■ **ASSIGNMENT**
In this exercise, every entry is to be transcribed exactly as written.

■ **Point localization data**
^^^^
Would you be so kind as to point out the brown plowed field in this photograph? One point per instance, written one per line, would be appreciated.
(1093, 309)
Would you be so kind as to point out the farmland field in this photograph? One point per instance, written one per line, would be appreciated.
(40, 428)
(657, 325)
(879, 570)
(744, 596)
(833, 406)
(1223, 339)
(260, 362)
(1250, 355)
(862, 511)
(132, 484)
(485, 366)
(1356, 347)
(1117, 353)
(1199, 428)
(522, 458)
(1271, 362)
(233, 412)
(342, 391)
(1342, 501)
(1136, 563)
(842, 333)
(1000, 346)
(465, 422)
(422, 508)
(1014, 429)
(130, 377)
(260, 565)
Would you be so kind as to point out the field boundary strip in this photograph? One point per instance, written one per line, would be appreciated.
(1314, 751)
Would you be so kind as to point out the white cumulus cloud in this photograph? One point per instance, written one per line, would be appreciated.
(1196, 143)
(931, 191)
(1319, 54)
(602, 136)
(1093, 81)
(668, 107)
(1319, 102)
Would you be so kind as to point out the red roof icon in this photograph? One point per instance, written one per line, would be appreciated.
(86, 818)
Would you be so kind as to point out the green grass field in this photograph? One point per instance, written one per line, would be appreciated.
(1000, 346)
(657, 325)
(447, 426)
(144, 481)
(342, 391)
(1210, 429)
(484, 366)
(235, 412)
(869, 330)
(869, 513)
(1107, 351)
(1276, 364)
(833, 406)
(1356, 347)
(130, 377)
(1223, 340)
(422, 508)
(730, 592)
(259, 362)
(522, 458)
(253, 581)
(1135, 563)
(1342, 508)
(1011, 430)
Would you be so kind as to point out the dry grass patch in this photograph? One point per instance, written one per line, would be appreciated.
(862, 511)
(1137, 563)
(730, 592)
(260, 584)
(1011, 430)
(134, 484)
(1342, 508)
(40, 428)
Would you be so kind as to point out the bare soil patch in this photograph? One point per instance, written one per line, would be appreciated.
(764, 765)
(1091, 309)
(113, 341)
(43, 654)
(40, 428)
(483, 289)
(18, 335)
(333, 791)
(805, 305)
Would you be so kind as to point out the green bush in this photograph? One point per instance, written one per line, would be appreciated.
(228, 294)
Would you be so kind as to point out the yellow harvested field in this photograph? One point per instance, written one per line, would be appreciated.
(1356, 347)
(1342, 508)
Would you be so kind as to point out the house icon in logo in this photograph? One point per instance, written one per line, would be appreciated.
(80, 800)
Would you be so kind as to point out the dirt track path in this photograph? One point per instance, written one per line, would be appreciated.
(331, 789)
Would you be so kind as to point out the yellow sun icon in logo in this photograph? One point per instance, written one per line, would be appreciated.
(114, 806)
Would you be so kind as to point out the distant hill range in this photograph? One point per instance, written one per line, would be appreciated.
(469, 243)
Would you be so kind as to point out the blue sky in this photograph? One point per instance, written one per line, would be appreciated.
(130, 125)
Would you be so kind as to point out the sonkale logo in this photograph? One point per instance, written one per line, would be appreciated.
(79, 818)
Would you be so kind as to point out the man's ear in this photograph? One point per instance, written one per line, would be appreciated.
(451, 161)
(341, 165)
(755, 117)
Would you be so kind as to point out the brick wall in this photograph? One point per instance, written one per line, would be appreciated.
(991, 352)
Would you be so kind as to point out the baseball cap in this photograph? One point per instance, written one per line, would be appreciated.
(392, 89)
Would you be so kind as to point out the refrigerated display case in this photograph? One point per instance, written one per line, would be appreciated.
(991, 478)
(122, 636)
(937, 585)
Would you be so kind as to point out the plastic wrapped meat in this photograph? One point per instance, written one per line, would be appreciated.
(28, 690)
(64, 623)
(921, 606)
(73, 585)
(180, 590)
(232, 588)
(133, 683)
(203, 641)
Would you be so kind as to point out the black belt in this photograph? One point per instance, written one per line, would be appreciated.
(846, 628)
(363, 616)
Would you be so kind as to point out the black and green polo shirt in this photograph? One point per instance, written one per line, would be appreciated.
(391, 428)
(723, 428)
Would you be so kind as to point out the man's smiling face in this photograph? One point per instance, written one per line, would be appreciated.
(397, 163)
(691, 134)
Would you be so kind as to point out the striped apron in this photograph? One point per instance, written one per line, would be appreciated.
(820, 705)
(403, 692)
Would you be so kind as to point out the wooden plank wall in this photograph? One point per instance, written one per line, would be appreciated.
^^^^
■ **RESULT FOR THIS EXERCISE**
Would you be so kind as to point out the brown plowed field in this photograph? One point per instance, written one per line, would be appreciated.
(1093, 309)
Would you be so kind as to point out the farmland field in this photograph? One point per instance, written one per line, would be appreciated.
(40, 428)
(657, 325)
(879, 570)
(744, 596)
(833, 406)
(1223, 339)
(260, 362)
(1250, 355)
(862, 511)
(132, 484)
(485, 366)
(1356, 347)
(1117, 353)
(1199, 428)
(522, 458)
(1271, 362)
(233, 412)
(342, 391)
(1342, 501)
(1136, 563)
(842, 333)
(1000, 346)
(465, 422)
(422, 508)
(1014, 429)
(130, 377)
(260, 565)
Would you be so kind as to point out the field boundary strip in this photograph? One point per instance, written one per line, would be appreciated.
(1314, 751)
Would you be so kind as to point out the white cumulus cloud in this photograph? One point per instance, written one per line, would be appreciated.
(1196, 143)
(931, 191)
(1319, 54)
(602, 136)
(1093, 81)
(668, 107)
(1319, 102)
Would you be so kind as to point out the red roof icon in this photograph? One point per instance, written one per line, would be appreciated.
(86, 818)
Would you be so kind as to point out the green grass field in this photograph? One point per instance, written one per line, would be appreciated.
(1000, 346)
(657, 325)
(447, 426)
(144, 481)
(342, 391)
(1210, 429)
(484, 366)
(235, 412)
(869, 330)
(869, 513)
(1107, 351)
(1276, 364)
(833, 406)
(1356, 347)
(130, 377)
(1223, 340)
(422, 508)
(730, 592)
(259, 362)
(522, 458)
(253, 581)
(1135, 563)
(1342, 508)
(1011, 430)
Would you be so kind as to point out the dry grass patch in this photograph? One point per instance, written one per line, would be appreciated.
(862, 511)
(1137, 563)
(730, 592)
(260, 584)
(1011, 430)
(134, 484)
(1342, 508)
(40, 428)
Would you be so kind as to point out the bare soil patch in this photograph? One point per instance, written one per line, would be appreciated.
(764, 765)
(1091, 309)
(113, 341)
(43, 654)
(40, 428)
(483, 289)
(18, 335)
(333, 791)
(805, 305)
Would you be so kind as to point out the green bush in this photograph? One point per instance, written one per line, would be appreciated.
(228, 294)
Would you be so kind as to point out the yellow harvested field in this photograph? One point per instance, written one per line, would be appreciated.
(1356, 347)
(1342, 508)
Would you be so kind as to point out the house icon in logo in this photograph? One point per instance, written one per line, would be appreciated.
(80, 800)
Would you be so kind as to point out the dirt track path in this photograph? One point per instance, written one per line, would be appreciated.
(331, 789)
Would you be so kind as to point out the yellow sun icon in logo in this photograph? One point per instance, written one per line, would be appreciated.
(114, 806)
Would you be so kind as to point out the distant hill range in this photograph? One point per instance, written one per line, would be appreciated.
(469, 243)
Would you be so kind as to point out the blue sky in this photograph? One point per instance, written one per line, would be appreciated.
(130, 125)
Would you be so kind as to point out the sonkale logo in this photograph? One point per instance, written one per line, would be appreciated.
(79, 818)
Would you be so kind as to point out the man's ear in this photograph? One point per instance, written one per line, would be appreciated.
(451, 161)
(341, 165)
(755, 117)
Would you be so kind as to point out the brick wall in this photograph? One point per instance, written one per line, would be appreciated.
(991, 352)
Would you be so kind as to point out the baseball cap in this photograph? One point per instance, written one per line, would be appreciated.
(392, 89)
Would you be so kind as to point out the refrigerated display case in this photograph? One point per instance, written one per line, would be appreciated.
(991, 478)
(122, 636)
(937, 585)
Would you be so kind as to point out the plastic wrapped meat in this photograph? One point per instance, written one per line, would be appreciated.
(28, 690)
(64, 623)
(921, 606)
(73, 585)
(180, 590)
(232, 588)
(133, 683)
(203, 641)
Would you be so kind as to point out the black belt in this photograph? One point per instance, written one per line, would be appreciated.
(846, 628)
(363, 616)
Would you be so kind as to point out the black and green polo shirt in this photograph? One point per instance, written one per line, would be appreciated.
(391, 428)
(723, 428)
Would you be so kind as to point out the man's smiling face in this photograph? One point per instance, written one per line, would be appreciated.
(397, 163)
(691, 134)
Would you be so kind as to point out the striped apron in this photograph? One point per instance, written one per line, would be appreciated.
(820, 705)
(403, 692)
Would you be so kind as to point out the wooden plank wall in this photograph? One point per instance, written one per line, would be appreciated.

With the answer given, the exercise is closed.